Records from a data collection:
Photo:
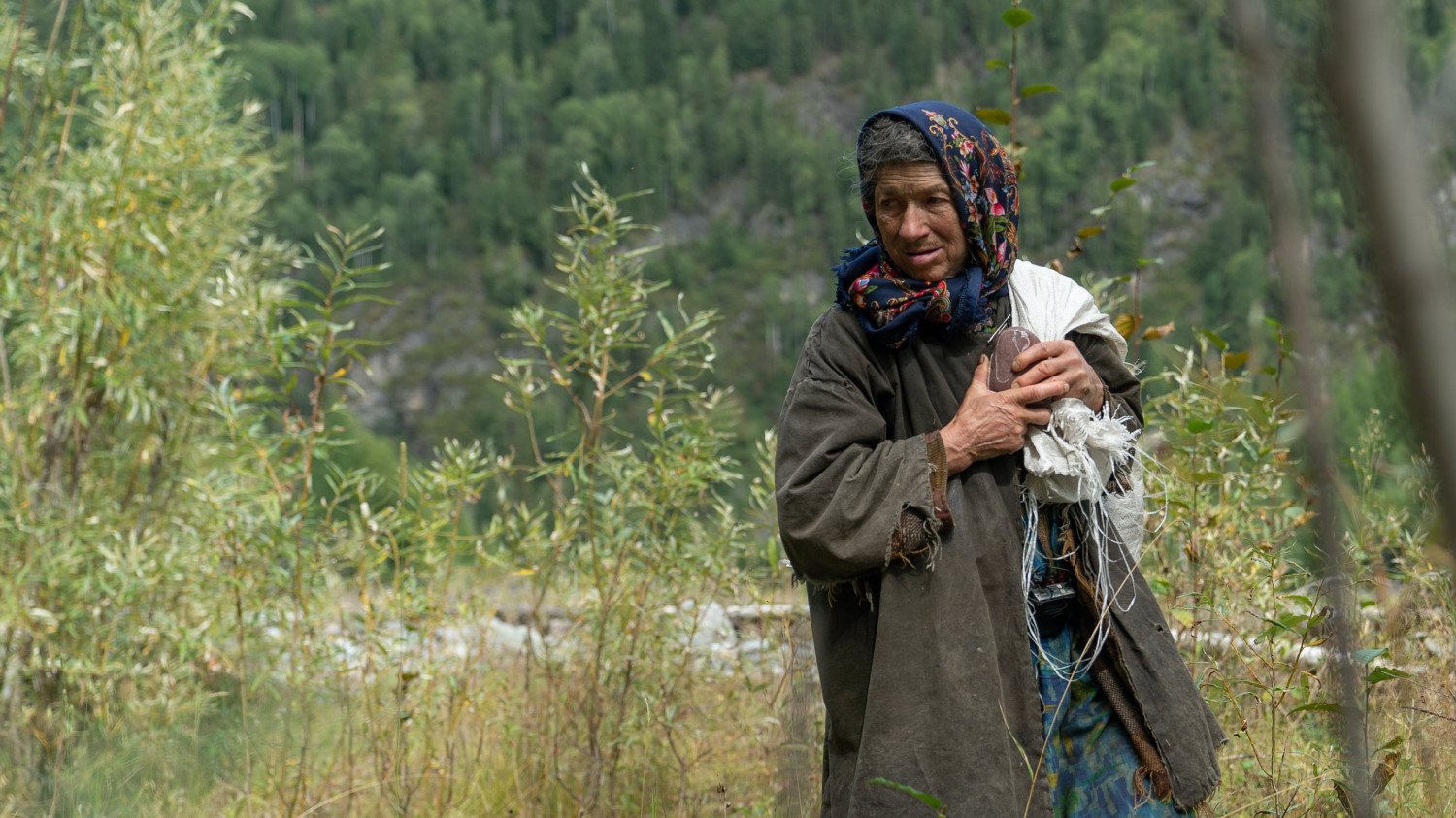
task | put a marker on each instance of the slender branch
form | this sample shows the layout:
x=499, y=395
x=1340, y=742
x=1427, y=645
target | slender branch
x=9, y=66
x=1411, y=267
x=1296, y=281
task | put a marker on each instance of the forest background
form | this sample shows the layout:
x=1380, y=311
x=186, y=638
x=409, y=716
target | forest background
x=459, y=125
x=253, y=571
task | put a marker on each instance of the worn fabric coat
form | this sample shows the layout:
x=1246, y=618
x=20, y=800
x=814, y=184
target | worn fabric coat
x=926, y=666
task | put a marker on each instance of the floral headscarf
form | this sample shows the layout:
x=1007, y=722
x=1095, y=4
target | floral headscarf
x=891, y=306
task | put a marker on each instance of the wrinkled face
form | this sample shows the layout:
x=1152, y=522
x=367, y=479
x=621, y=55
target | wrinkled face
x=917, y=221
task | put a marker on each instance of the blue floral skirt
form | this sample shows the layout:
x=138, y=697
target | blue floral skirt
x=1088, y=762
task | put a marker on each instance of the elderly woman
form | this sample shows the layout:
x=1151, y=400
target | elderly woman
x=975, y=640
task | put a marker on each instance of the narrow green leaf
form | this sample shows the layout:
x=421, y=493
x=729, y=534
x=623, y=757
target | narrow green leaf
---
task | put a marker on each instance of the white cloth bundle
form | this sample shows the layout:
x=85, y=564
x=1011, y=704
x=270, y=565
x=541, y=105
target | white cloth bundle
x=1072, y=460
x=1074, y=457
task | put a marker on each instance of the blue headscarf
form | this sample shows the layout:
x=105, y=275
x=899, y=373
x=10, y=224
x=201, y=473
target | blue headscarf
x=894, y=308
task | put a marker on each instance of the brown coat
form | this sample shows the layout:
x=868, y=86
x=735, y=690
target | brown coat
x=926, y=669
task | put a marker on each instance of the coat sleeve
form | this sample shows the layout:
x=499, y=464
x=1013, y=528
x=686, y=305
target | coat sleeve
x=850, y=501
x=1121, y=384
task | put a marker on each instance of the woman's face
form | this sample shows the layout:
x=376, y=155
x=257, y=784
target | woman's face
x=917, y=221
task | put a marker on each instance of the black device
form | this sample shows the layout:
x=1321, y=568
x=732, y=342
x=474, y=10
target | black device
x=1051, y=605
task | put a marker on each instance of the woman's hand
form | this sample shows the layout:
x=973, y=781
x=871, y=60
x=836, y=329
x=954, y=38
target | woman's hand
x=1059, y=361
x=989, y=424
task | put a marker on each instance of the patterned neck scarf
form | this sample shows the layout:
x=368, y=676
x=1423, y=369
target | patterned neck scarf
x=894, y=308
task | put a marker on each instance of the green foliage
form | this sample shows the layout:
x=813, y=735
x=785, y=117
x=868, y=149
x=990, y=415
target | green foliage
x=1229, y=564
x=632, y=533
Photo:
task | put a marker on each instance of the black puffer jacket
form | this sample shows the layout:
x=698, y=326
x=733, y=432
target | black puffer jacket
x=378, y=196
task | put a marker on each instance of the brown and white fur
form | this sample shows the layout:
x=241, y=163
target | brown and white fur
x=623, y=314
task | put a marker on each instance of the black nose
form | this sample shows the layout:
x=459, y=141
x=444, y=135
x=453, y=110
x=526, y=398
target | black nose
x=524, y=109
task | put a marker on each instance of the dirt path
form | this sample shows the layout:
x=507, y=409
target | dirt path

> _Work to be completed_
Reproduce everything from the line containing "the blue floral skirt" down to the line containing "x=975, y=640", substituting "older woman" for each occurrence of "elderly woman" and leaving all else unchanged.

> _Full answer_
task | put a marker on each instance of the blue floral skirt
form | this sample shows the layout:
x=138, y=697
target | blue floral skirt
x=1088, y=762
task | put a marker on each instance of the older woman
form | this sample shows the layout:
x=1151, y=400
target | older woman
x=975, y=640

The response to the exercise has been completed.